++++ Extracted material ++++

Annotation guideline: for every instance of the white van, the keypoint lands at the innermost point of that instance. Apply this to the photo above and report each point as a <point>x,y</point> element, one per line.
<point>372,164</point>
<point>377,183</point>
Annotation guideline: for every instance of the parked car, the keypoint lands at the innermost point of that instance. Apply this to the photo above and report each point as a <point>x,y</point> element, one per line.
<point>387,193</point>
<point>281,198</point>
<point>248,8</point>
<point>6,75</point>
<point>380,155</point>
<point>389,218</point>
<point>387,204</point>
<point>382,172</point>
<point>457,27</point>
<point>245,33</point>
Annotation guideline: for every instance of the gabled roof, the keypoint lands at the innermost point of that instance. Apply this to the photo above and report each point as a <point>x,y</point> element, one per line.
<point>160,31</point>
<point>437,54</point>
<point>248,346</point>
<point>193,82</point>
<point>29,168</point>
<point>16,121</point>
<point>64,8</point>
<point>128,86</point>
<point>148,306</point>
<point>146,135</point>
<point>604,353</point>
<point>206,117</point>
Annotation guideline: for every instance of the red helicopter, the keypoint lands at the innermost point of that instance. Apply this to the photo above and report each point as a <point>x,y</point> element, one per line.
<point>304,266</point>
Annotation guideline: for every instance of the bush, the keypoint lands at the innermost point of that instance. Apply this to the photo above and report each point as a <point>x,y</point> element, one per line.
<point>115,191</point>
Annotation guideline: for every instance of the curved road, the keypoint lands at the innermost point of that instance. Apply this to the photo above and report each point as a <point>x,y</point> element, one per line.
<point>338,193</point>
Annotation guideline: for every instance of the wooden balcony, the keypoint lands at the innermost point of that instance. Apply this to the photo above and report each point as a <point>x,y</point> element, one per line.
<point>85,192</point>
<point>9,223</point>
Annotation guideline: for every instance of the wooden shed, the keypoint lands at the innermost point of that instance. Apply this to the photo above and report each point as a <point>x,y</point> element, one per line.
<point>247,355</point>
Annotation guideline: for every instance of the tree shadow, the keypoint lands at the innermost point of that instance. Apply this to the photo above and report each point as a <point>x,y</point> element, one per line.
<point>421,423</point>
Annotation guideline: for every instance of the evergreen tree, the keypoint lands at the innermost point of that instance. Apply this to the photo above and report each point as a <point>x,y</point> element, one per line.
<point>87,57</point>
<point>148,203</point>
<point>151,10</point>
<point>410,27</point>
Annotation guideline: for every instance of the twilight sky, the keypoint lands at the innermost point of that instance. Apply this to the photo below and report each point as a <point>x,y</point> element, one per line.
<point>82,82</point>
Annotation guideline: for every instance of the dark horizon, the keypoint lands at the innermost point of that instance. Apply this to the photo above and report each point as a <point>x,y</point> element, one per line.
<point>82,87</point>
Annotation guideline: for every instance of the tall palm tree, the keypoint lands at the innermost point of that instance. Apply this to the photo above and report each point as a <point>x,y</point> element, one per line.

++++

The task:
Duplicate every one of the entries above, line for line, with no changes.

Result of this exercise:
Annotation guideline: for every instance of the white van, the keypoint lands at the innermost point of that instance. Apply this to the photo above and report each point as a <point>x,y</point> element, one per line.
<point>372,164</point>
<point>377,183</point>
Annotation guideline: for every instance of the parked car, the keypoint lands at the innermost point of that instance. Apply this to the photo above and report each point as a <point>x,y</point> element, one per line.
<point>387,193</point>
<point>281,198</point>
<point>248,8</point>
<point>6,75</point>
<point>380,155</point>
<point>389,218</point>
<point>387,204</point>
<point>382,172</point>
<point>457,27</point>
<point>245,33</point>
Annotation guideline: for every instance of the gabled roof, the keypoint lands at the innermost point of that instance. Apply this to the photo above and report each point as a <point>x,y</point> element, one per line.
<point>160,31</point>
<point>437,54</point>
<point>248,346</point>
<point>193,82</point>
<point>29,168</point>
<point>16,121</point>
<point>64,8</point>
<point>128,86</point>
<point>148,306</point>
<point>146,135</point>
<point>604,353</point>
<point>206,117</point>
Annotation guideline: for every instance of the red helicopter, the keypoint lands at the innermost point of that instance. Apply this to the photo above and report each point as a <point>x,y</point> element, one per line.
<point>304,266</point>
Annotation guideline: for every instance of the bush, the keypoint lands at the innermost point of that instance. Apply this to the photo above and report each point as a <point>x,y</point> element, one per line.
<point>115,191</point>
Annotation guideline: for every instance of the curved road, the keypoint lands at the innermost point of that instance. Apply this to the photo above and report each point as a <point>x,y</point> element, one per line.
<point>338,193</point>
Annotation guideline: for every instance of the wooden balcony, the keypoint lands at the innermost point of that instance. Apply this to the photo above and report each point as a <point>x,y</point> element, one per line.
<point>85,192</point>
<point>9,223</point>
Annotation guideline: for every instance of the wooden shed, the keypoint lands at the innermost point of that instance. Apply this to the photo above and report each point as a <point>x,y</point> element, one per line.
<point>247,355</point>
Annotation guideline: for every instance of the tree shadow, the keypoint lands at the innermost point of that instance. Apply this to the photo above and report each point as a <point>x,y</point> element, one per line.
<point>421,423</point>
Annotation guideline: for every instance of the evergreen tree, the keypoint lands at the innermost point of that instance. Apply this to the photo above and report each point as a <point>x,y</point> element, one per line.
<point>87,57</point>
<point>148,203</point>
<point>151,10</point>
<point>410,27</point>
Annotation guideline: for every instance of the twilight sky, the keypoint lands at the innermost point of that instance. Apply this to the photo below and report each point as a <point>x,y</point> element, one per line.
<point>82,82</point>
Annotation guideline: for every instance of the dark horizon, the keypoint lands at the innermost point of that instance. Apply this to the photo above and report each point as a <point>x,y</point> element, one per line.
<point>82,87</point>
Annotation guideline: for every instance of the tall palm tree, the keypoint lands at the innermost point of that instance. Apply this to the photo above and report each point as a <point>x,y</point> element, one per line.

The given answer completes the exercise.